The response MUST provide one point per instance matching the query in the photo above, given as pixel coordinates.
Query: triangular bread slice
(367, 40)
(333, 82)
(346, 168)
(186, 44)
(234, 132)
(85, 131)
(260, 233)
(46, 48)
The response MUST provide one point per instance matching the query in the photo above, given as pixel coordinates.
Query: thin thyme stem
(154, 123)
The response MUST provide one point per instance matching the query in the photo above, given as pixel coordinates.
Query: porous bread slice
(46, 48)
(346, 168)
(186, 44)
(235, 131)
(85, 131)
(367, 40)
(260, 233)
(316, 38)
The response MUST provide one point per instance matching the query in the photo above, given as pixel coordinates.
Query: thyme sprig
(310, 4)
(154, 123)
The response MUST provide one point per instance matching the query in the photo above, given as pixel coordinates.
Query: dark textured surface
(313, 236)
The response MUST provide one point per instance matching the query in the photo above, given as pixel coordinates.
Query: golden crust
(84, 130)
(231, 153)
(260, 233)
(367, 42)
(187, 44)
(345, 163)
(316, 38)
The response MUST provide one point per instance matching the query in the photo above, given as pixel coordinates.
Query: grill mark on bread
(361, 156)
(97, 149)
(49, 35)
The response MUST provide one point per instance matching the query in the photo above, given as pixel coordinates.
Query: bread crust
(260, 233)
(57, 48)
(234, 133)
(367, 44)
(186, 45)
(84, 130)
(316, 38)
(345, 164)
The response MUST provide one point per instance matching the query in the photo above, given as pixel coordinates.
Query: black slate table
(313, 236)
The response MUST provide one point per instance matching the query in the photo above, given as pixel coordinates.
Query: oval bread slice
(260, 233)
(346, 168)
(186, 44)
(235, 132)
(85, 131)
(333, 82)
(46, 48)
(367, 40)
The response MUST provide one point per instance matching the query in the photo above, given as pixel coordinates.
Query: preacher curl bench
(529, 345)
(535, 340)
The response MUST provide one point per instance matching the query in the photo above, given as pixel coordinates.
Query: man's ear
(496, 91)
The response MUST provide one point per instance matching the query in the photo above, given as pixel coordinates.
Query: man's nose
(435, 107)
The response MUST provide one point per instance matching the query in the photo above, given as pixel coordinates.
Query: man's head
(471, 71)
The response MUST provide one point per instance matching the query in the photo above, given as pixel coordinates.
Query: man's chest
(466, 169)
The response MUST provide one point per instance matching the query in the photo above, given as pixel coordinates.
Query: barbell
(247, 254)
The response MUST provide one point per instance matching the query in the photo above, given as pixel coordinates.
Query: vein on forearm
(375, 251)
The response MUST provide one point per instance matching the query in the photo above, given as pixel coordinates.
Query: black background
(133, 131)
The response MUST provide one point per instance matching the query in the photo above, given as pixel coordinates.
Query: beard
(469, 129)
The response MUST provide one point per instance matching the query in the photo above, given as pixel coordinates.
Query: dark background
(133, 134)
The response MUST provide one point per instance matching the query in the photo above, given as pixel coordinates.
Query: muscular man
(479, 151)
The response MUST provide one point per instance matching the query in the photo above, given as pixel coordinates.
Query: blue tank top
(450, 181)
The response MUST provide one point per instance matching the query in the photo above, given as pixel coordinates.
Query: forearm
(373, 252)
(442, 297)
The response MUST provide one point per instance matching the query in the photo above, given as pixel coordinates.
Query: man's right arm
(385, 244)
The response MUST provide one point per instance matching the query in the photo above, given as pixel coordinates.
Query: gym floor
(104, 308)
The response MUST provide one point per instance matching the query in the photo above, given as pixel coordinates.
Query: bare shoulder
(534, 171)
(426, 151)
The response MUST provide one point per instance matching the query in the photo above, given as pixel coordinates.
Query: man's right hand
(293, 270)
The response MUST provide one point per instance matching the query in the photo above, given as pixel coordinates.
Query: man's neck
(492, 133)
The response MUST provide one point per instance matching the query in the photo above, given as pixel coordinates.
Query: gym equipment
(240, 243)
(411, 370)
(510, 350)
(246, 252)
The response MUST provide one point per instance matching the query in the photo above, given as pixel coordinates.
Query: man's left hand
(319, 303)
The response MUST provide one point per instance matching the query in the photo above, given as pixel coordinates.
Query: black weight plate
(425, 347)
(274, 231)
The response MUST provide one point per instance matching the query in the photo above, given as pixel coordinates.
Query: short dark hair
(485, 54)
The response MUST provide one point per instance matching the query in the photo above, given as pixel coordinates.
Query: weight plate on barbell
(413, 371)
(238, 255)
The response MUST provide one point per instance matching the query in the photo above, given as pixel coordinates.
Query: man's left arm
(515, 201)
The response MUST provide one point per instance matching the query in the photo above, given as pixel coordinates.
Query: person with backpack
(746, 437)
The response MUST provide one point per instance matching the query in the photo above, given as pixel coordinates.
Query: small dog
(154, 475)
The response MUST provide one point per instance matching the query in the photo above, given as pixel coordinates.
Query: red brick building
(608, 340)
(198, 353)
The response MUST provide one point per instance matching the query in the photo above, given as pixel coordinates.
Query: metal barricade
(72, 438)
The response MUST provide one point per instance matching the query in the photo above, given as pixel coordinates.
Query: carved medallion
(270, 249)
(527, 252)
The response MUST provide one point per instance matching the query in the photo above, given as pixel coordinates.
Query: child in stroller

Objective:
How many lines in the records above contain the string "plate"? Reply with the number alone.

Solution below:
2